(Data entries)
================================

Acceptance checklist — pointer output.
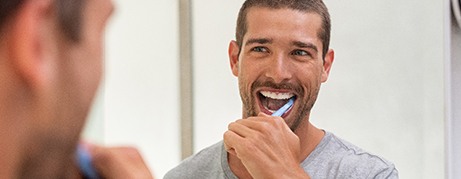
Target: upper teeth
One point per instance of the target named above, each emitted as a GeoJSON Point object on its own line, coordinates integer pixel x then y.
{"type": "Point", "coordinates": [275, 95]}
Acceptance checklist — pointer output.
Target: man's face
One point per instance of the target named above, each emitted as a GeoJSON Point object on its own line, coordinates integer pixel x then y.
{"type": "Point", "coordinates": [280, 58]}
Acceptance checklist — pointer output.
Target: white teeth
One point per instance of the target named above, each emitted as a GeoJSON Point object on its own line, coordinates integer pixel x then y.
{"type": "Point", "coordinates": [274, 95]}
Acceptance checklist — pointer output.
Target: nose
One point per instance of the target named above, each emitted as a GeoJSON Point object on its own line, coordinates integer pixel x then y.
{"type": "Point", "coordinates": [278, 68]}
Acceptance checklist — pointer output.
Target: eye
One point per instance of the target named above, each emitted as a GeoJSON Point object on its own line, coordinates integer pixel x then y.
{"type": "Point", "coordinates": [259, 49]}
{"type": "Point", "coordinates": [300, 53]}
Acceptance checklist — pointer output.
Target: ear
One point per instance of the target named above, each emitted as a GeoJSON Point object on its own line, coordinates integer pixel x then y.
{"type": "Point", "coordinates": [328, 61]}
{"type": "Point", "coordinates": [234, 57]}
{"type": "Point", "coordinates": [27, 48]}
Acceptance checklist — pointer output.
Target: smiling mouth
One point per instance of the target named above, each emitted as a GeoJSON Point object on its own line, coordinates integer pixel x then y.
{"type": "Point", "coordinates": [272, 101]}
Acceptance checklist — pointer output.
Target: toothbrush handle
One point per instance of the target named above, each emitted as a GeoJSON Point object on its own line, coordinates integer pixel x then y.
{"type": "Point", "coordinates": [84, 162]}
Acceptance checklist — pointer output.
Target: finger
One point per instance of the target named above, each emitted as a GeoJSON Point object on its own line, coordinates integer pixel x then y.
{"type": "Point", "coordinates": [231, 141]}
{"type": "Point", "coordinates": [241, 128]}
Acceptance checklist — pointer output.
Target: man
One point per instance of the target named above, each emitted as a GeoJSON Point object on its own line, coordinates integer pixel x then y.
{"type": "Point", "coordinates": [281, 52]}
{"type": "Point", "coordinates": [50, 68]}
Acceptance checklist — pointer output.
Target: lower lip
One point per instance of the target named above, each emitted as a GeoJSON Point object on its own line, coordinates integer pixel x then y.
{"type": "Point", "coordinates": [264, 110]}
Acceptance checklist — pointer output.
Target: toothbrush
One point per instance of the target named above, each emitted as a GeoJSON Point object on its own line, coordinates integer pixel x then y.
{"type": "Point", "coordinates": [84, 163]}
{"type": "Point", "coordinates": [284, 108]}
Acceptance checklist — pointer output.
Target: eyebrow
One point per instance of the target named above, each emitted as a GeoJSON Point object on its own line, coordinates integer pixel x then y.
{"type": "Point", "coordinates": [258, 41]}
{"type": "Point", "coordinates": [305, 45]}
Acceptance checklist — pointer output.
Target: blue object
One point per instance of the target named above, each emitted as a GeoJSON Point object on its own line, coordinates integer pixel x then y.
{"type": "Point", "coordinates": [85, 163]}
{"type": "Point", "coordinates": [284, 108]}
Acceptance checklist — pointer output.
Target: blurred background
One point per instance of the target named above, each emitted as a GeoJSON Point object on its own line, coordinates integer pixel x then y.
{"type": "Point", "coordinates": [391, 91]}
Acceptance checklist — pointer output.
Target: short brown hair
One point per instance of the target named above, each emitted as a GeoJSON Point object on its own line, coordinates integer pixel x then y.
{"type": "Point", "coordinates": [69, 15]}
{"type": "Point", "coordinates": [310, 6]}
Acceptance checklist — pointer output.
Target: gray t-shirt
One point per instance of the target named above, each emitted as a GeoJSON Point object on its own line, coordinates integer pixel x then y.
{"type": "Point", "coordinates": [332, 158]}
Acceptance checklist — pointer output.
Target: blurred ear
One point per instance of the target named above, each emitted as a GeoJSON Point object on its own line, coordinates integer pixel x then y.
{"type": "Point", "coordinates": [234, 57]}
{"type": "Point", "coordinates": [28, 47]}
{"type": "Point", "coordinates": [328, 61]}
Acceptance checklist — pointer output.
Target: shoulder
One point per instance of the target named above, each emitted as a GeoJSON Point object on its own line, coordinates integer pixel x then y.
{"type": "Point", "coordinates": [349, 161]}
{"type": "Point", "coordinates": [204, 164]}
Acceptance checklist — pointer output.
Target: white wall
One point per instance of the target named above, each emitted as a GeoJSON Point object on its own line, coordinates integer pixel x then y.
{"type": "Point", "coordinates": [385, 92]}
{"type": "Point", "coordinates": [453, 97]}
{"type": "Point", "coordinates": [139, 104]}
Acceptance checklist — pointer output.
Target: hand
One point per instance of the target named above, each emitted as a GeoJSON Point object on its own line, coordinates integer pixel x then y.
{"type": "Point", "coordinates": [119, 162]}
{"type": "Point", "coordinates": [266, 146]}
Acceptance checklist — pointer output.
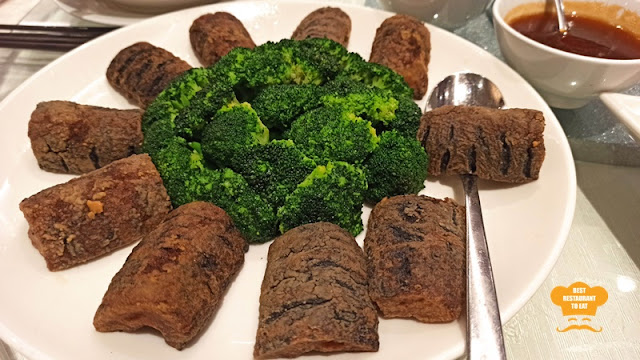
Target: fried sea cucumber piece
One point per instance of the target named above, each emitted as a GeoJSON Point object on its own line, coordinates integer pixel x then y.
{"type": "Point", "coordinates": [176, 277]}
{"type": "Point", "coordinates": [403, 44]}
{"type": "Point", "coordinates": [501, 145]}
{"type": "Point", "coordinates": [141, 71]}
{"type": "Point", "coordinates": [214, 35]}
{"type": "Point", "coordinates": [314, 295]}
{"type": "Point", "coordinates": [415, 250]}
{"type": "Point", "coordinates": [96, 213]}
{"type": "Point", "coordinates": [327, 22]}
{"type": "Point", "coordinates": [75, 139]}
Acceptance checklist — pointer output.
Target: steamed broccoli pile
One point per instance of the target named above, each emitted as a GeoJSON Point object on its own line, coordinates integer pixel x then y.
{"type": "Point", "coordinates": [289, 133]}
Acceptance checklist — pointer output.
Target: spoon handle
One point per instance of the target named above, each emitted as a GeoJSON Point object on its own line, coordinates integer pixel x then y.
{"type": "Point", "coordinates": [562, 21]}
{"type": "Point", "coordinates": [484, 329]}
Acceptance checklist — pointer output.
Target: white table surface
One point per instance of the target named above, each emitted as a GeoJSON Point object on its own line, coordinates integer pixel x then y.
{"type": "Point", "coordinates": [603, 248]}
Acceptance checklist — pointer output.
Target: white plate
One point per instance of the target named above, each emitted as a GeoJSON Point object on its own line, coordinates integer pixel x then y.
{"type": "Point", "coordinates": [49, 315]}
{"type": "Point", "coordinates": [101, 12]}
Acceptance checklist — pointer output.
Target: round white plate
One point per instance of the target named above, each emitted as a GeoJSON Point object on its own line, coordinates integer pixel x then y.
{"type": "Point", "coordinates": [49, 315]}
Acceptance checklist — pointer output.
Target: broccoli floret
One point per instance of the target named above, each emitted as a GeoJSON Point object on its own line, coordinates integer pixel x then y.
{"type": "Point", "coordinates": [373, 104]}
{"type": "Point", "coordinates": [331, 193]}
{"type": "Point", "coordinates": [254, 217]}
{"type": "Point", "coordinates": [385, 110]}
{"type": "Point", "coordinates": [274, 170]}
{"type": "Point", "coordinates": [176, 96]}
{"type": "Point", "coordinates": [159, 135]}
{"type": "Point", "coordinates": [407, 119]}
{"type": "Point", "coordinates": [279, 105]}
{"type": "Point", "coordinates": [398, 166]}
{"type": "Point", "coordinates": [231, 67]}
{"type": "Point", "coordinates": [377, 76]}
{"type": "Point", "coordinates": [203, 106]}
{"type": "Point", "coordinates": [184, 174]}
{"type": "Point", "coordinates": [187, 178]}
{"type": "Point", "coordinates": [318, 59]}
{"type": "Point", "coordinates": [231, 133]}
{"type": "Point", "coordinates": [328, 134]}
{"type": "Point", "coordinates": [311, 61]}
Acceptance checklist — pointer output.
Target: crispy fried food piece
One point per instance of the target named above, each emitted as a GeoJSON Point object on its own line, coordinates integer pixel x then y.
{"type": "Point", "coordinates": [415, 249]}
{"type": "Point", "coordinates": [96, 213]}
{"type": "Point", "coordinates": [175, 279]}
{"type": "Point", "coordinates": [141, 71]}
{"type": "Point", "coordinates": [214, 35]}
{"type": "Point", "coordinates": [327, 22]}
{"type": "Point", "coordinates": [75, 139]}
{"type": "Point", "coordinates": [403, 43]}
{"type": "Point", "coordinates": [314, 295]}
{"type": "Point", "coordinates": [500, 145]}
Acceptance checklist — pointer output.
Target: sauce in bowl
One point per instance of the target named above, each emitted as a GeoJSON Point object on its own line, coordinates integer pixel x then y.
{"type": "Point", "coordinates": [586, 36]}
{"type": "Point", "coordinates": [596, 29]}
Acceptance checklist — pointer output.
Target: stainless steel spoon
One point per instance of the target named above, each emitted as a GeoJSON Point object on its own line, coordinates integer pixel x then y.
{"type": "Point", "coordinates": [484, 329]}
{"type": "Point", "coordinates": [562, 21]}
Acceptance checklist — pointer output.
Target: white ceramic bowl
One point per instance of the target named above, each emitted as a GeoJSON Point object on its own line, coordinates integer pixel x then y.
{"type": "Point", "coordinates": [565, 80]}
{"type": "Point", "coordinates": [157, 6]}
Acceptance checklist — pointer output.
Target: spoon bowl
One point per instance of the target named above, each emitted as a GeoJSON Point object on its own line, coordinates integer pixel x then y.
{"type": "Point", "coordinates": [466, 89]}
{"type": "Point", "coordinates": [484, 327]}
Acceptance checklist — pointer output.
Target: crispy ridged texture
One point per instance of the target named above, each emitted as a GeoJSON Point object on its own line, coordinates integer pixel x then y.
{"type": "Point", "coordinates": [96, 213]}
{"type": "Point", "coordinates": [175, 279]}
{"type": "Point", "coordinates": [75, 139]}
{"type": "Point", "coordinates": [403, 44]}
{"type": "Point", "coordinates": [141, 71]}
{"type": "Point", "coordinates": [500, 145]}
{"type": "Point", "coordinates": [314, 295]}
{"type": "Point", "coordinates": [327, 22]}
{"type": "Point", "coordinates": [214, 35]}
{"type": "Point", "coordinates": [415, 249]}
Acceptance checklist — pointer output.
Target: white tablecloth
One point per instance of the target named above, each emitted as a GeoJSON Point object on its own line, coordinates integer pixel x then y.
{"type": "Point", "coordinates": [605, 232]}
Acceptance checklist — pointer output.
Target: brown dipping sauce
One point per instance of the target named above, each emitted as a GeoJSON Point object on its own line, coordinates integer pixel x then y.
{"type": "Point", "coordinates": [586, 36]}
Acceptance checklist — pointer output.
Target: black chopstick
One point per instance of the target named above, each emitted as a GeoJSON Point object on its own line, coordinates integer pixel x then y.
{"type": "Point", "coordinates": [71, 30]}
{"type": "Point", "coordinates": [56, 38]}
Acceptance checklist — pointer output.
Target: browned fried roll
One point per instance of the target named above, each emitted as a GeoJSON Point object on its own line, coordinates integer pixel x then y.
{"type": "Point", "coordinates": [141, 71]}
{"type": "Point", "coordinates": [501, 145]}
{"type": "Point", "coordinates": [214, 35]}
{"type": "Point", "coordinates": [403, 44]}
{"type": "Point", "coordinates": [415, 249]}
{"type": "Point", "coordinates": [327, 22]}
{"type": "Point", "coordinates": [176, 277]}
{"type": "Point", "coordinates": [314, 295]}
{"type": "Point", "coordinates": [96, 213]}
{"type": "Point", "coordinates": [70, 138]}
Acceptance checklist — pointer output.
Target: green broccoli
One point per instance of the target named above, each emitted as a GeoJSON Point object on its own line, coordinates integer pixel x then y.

================================

_DIRECTIVE_
Select and copy every line in the records above that contains the word "piece".

_FINISHED EXERCISE_
Target: fried sea cucumber piece
Target: crispy fried food piece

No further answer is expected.